* REQUIRED WORK
Restate the entries below word for word, omitting nothing.

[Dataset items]
============
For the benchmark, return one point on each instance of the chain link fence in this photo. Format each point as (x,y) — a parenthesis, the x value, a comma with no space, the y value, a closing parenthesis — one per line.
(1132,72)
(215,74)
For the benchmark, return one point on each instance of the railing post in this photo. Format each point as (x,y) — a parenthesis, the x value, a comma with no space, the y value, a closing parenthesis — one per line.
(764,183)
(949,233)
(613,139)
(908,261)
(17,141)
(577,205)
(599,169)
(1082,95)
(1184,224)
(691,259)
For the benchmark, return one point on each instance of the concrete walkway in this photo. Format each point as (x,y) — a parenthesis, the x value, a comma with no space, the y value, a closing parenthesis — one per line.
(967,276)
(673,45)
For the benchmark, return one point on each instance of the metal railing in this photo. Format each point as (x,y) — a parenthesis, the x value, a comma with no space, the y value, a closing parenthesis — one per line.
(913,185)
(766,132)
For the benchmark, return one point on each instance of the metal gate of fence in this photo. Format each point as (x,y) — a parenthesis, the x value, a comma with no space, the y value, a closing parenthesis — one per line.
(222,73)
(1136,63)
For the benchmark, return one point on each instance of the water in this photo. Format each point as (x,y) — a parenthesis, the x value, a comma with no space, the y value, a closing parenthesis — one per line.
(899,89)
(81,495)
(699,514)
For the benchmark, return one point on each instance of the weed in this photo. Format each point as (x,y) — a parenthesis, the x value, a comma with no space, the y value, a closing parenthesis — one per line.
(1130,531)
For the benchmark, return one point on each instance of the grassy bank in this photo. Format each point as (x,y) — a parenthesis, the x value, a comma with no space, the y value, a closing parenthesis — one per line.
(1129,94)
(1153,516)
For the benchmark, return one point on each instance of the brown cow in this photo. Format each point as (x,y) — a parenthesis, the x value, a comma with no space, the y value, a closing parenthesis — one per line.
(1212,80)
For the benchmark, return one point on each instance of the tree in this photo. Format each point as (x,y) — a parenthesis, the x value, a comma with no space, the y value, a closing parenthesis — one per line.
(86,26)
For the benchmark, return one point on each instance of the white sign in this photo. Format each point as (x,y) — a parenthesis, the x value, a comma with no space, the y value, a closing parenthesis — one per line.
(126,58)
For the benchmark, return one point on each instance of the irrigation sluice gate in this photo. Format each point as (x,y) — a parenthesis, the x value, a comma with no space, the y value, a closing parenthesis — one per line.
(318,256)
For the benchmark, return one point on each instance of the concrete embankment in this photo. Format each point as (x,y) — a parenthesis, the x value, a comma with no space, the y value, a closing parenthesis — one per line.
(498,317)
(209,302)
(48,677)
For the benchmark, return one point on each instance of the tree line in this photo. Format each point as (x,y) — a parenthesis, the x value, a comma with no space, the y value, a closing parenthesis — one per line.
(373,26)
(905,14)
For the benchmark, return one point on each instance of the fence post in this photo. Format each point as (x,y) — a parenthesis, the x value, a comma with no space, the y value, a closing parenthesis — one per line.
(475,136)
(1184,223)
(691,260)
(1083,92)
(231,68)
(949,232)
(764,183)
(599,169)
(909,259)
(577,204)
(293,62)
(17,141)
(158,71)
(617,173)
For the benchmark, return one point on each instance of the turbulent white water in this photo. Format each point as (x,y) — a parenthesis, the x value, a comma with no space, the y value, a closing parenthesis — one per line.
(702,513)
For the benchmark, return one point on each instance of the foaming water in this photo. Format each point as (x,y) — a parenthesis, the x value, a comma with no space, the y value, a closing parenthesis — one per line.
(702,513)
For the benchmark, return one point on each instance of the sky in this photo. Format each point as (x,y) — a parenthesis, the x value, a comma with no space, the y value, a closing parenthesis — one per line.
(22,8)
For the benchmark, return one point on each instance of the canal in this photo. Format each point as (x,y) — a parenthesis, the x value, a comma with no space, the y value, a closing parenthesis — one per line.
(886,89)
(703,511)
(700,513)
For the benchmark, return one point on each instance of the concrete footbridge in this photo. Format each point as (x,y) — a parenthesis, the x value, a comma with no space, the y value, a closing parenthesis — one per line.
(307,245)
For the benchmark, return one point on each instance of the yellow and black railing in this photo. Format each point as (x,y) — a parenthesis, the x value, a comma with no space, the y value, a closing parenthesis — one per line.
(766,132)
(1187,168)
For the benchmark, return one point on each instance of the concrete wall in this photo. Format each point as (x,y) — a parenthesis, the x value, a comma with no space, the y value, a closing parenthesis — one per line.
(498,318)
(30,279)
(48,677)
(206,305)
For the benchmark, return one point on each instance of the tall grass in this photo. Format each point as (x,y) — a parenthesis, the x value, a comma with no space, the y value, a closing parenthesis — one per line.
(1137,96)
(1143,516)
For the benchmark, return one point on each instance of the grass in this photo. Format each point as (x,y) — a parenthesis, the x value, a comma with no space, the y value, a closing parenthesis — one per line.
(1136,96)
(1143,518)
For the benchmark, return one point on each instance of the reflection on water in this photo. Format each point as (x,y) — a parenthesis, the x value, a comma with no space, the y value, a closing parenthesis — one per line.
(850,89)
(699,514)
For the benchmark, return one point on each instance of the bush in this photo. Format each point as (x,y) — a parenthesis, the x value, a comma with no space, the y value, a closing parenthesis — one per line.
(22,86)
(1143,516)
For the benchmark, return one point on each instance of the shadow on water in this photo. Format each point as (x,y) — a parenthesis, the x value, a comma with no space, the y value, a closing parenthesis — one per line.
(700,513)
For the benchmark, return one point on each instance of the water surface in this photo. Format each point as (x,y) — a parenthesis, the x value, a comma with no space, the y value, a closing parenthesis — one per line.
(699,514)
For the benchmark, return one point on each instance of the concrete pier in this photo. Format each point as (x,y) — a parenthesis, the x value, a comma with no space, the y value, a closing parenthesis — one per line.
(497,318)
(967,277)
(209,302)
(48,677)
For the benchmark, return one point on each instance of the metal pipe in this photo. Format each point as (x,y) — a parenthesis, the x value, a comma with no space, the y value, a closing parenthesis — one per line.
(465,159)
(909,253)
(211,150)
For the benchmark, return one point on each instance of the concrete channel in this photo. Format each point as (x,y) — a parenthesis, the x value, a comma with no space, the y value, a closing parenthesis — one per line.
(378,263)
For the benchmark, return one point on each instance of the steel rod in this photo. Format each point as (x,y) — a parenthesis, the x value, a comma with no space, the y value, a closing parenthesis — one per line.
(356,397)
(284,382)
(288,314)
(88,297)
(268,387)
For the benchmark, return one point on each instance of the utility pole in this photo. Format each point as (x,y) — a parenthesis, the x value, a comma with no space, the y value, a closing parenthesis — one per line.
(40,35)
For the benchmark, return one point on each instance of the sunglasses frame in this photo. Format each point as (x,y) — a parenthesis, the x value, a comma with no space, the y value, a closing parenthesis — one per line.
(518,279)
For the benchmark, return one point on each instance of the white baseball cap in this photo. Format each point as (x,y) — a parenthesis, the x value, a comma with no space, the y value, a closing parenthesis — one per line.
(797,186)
============
* CORRECT OUTPUT
For the benchmark, return one point on each instance of the chain link fence in this photo. Format each point as (x,y) — a parenthesis, the x value, a comma with no space, the y value, a closing parenthesis — one per line.
(1132,72)
(215,74)
For the benchmark, return one point on each instance of the railing post in this photo. Format each point as (x,y) — a parenthesis, the x value, a comma with no space, the y value, a closing parenthesis — one per line.
(764,183)
(949,233)
(613,139)
(908,261)
(17,141)
(577,205)
(599,169)
(1082,95)
(1184,224)
(691,259)
For the benchmark, return one point on each instance of the concrete walkway in this photo. Format each point as (x,y) — a parenthesis, the x value, a comma with no space, the y value, a closing parenthesis — one per line.
(967,276)
(673,45)
For the benchmark, return one point on each instance of the metal railing in this photo. Format each point as (x,y) — a parenthesis, the x value, a comma with no space, the y value, a closing parenthesis — one per line.
(913,185)
(766,132)
For the benchmark, return one point on each instance of the metal gate of fence in this photo. Format each point as (x,y) — a parenthesis, the x value, a comma with no space, the y value, a closing parenthesis — one per line.
(222,73)
(1136,63)
For the benchmark, return one point on each instance of the water in this photo. Format each point as (x,y) — a parenthesis, the x value, a comma with no space, the y value, a closing parenthesis — one per line.
(899,89)
(81,495)
(699,514)
For the benchmark, return one point on each instance of the weed in this photo. Format each point as (x,y) — a parenthesis, the x value, a comma with no space, the y value, a closing parenthesis — one per line.
(1130,531)
For the benchmark, return one point on each instance of the grassy bank in this photo. Format each point as (x,y) — a parenthesis, the x value, a comma with no space, the y value, a closing parenthesis — one per line.
(1129,94)
(1153,516)
For the benchmark, return one point on each instance of the brown cow in this photo. Format each point as (x,y) — a parenthesis, the x value, a comma with no space, the y value, a closing parenthesis — one per line.
(1212,80)
For the benchmark, return one point on each instance of the tree in this photo. Format each point as (x,y) — a parenthesis, the x value, a comma with no space, the y value, a closing parenthesis — one per line.
(86,26)
For the benchmark, return one point on each instance of the white sign in this photo. Format each point as (x,y) — a parenthesis, the x value, a comma with no space, the y value, a closing parenthesis — one per line.
(126,58)
For the benchmark, return one point on each instance of the irrigation sluice gate in this photo. Format each point as (x,y) — a parenthesis, the x value, a comma with no space, the y value, a closing parenthesis — one per line.
(318,256)
For the benchmark, return one point on each instance of the concrete embankment in this photo. Format each point as (x,y) — a parenthesis, the x value, a comma with no space, the y value, a closing parenthesis — one per line.
(498,317)
(209,302)
(48,677)
For the benchmark, return one point on each instance of the tree line in this photo. Format each point as (x,y) — a parenthesis, the x value, a comma with no space, the y value, a closing parenthesis — one per line.
(373,26)
(905,14)
For the benchmark, return one point on each instance of the fence post in this photo. Format each point as (x,y) — a parenthesis, the x value, a comma with no space, the y value, a closing parenthesis — one per line.
(475,136)
(1184,223)
(691,260)
(1083,92)
(231,68)
(949,232)
(764,183)
(599,169)
(909,259)
(577,204)
(293,62)
(17,141)
(158,71)
(617,173)
For the benchmark, return one point on each instance of the turbulent white water in this photo. Format each point as (x,y) — a parenthesis, the x value, a comma with no space, the y value, a closing parenthesis — one per line.
(702,513)
For the benchmark, return one point on each instance of the foaming water in this photo. Format each point as (x,y) — a parenthesis, the x value, a comma with no space, the y value, a closing parenthesis — one per line.
(702,513)
For the benchmark, return one point on each instance of the sky in this photo. Format each point as (x,y) — a parenthesis, the x value, a comma with no space, the y value, a closing parenthesis — one per line.
(22,8)
For the benchmark, return one point on each instance of the canal in this photo. Format each point as (x,y) — a parenthesis, the x value, a comma with no space, the y value, a closing parenthesis — one per line.
(886,89)
(703,511)
(700,513)
For the benchmark, return one point on each instance of the concrete footbridge in this photo. Format each point as (x,y) — a parenthesis, the x value, a comma with no space, the y value, a closing parenthesis — one per line.
(307,245)
For the benchmark, return one point on each instance of the yellow and black railing in this photo. Format each point as (x,y) — a parenthesis, the x value, a comma with no space, the y value, a closing parenthesis — one per line.
(766,132)
(1187,168)
For the benchmark, return one point on each instance of the concrete wall in this photo. Format each point as (x,y) — a parenthesis, the x value, a comma with no space, the y value, a closing parenthesis — one per line.
(498,318)
(30,279)
(48,677)
(206,305)
For the benchmark, return one point on each instance of the tall grass in this photo. Format each point as (x,y) — a parenthesis, the x value, a comma with no space, the y value, a closing parenthesis — one per line.
(1137,96)
(1143,516)
For the benchmark, return one point on each instance of the grass in this photo. Format each point as (x,y) — a parenthesis, the x value, a comma with no space, the y value, a closing parenthesis — one per line.
(1136,96)
(1143,518)
For the benchmark, return one point on each instance of the reflection on water in this photo. Format each point as (x,y) — a parenthesis, the x value, a comma with no space, the y value, a closing parenthesis — one per line.
(850,89)
(699,514)
For the benchmark, return one point on each instance of the bush in this photo. Format each point as (x,y) — a parenthesis, the x value, a comma with no space, the y value, a closing parenthesis — one per line.
(22,86)
(1143,516)
For the benchmark, return one point on each instance of the shadow on water in this photo. Format each point as (x,y) — a parenthesis, the x value, a comma with no space, the y value, a closing parenthesis — one per line.
(700,513)
For the benchmark, return one point on each instance of the water surface in this photo. Format each point as (x,y) — a parenthesis, the x value, a comma with no space, the y value, a closing parenthesis — one per line.
(699,514)
For the benchmark, return one point on each instance of the concrete pier in this photo. Format each point as (x,y) — a parenthesis, the x value, a comma with no space, the y value, a closing parenthesis — one per line.
(497,318)
(967,277)
(209,302)
(48,677)
For the benchmark, return one point on each instance of the metal pipe in this photo. Format each point as (x,y) — a parenthesis, the x value, a comma with no space, the y value, a closing parenthesis — one per line.
(465,159)
(909,253)
(211,150)
For the benchmark, return one point on each instance of the concrete channel in this photo. Format each point as (x,y) — a parenthesis, the x value, a comma with no space, the y value, a closing parenthesis — one per line.
(378,263)
For the benchmark, return one point on each instance of the steel rod in this photo. Format each point as (x,y) — a parenthesis, the x value, a comma with no space, the y value, a closing parenthesis — one per line.
(356,397)
(284,382)
(288,314)
(88,297)
(268,387)
For the benchmark, return one point on each instance of the utility pole in this photo. Format each point as (x,y) — a parenthesis, the x value, a comma with no space, the y value, a closing parenthesis — one per line.
(40,35)
For the benchmark, return one point on each instance of the sunglasses frame in this photo. Format each point as (x,y) — a parenthesis, the x value, a comma with no space, the y value, a closing parenthesis — one per line.
(518,279)
For the benchmark, return one point on each instance of the white baseball cap in this photo. Format each point as (x,y) — a parenthesis, the x value, a comma with no space, the y value, a closing parenthesis — one per line.
(797,186)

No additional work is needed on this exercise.